:: THINGS TO DO ::
1. Rewrite the paragraph of the page on the development of jazz music that begins "The musical backdrop of the Chesnut family story" as a short bulleted list that keeps its main facts.
2. Decide whether each statement agrees with the page on the development of jazz music. Answer yes or no and quote the deciding words of the text. (a) Dixieland music came out of New Orleans in the 1880s. (b) "Maple Leaf Rag" was released on player piano roll in 1906. (c) The first published Ragtime scores appeared in the 1870s.
3. Transcribe the page on the development of jazz music word for word, from "Eustis Estate" to "hands on piano.".

:: EXERCISE PASSAGE ::

Eustis Estate

Development of Jazz Music

“Music has always been integral to the African American struggle for freedom.” – Bernice Johnson Regan, singer, and civil rights activist 

African American man smiling with hands on piano.
Duke Ellington at the KFG Radio Studio, Fitzsimons Army Medical Center, Aurora, Colorado, 1954.

The musical backdrop of the Chesnut family story reaches from the present day to the Antebellum South and the earliest expressions of Black music in America. Musical traditions brought by captured West Africans had an important place in the social, spiritual, and educational lives of enslaved communities in the American South. Traditions such as polyrhythm, improvisation, and call-and-response formed the underpinnings for earliest blues and jazz. During the Reconstruction

Era, these vernacular forms reached wider audiences and grew into more defined performance styles that were often influenced by the demands of white audiences. “Dixieland music” emerged from New Orleans in the 1880s, introducing the idea of improvisation to mainstream America. In the 1890s, the first published Ragtime scores appeared. With its quick, layered rhythms and heavy use of syncopation, the style soon swept the nation and defined American popular music at the turn of the century. The release of Scott Joplin’s famous “Maple Leaf Rag” on player piano roll in 1916 further increased the popularity of Ragtime and early jazz. Between the 1920s and World War II, a deeper exploration of jazz as an independent art form led to more subtle distinctions and greater range within the genre as musicians utilized their own perspectives to create deeper and more nuanced interpretations of the Black experience through music. The arrival of Prohibition and the Great Depression left Americans searching for new kinds of entertainment and the popularity of jazz, swing and big band music exploded in ensuing decades. Bands led by Duke Ellington, Cab Calloway, and Count Basie were broadcast on radios across the country, and artists like Louis Armstrong, Bessie Smith, and Billie Holiday came to represent the sound of jazz as we know it. It was in this world, often called “The Jazz Age,” that brothers Robert and David Chesnut left their mark.

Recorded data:
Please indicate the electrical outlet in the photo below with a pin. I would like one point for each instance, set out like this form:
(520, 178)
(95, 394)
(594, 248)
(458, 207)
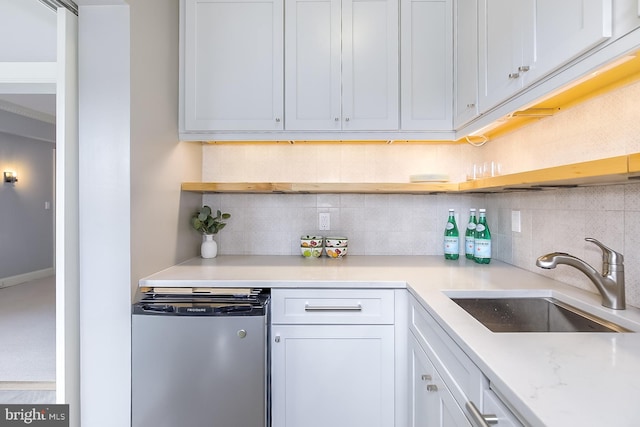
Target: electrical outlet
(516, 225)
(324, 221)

==

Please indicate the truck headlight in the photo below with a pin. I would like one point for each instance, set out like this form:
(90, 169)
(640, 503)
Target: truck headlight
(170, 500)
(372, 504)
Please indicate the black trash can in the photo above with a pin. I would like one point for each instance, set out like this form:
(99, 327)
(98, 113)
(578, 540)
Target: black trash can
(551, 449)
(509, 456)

:: OUTPUTS IN ORDER ::
1.
- The musical backdrop of the Chesnut family story reaches from the present day back to the Antebellum South and the earliest Black music in America.
- Musical traditions brought by captured West Africans were important in the social, spiritual, and educational lives of enslaved communities in the South.
- Polyrhythm, improvisation, and call-and-response underpinned the earliest blues and jazz.
- During the Reconstruction Era, these forms reached wider audiences and became more defined performance styles, often shaped by the demands of white audiences.
- Dixieland music emerged from New Orleans in the 1880s and introduced improvisation to mainstream America.
- The first published Ragtime scores appeared in the 1890s. Ragtime defined American popular music at the turn of the century.
- The 1916 player piano roll release of Scott Joplin's "Maple Leaf Rag" further boosted Ragtime and early jazz.
- From the 1920s to World War II, musicians explored jazz as an independent art form and gave more nuanced interpretations of the Black experience.
- After Prohibition and the Great Depression, jazz, swing, and big band music exploded in popularity.
- Duke Ellington, Cab Calloway, and Count Basie led bands that were broadcast on radio nationwide. Louis Armstrong, Bessie Smith, and Billie Holiday came to represent the sound of jazz.
- Brothers Robert and David Chesnut left their mark in this era, often called "The Jazz Age."

2.
(a) Yes: "emerged from New Orleans in the 1880s"
(b) No: "on player piano roll in 1916"
(c) No: "In the 1890s, the first published Ragtime scores appeared."

3.
Eustis Estate

Development of Jazz Music

“Music has always been integral to the African American struggle for freedom.” – Bernice Johnson Regan, singer, and civil rights activist 

African American man smiling with hands on piano.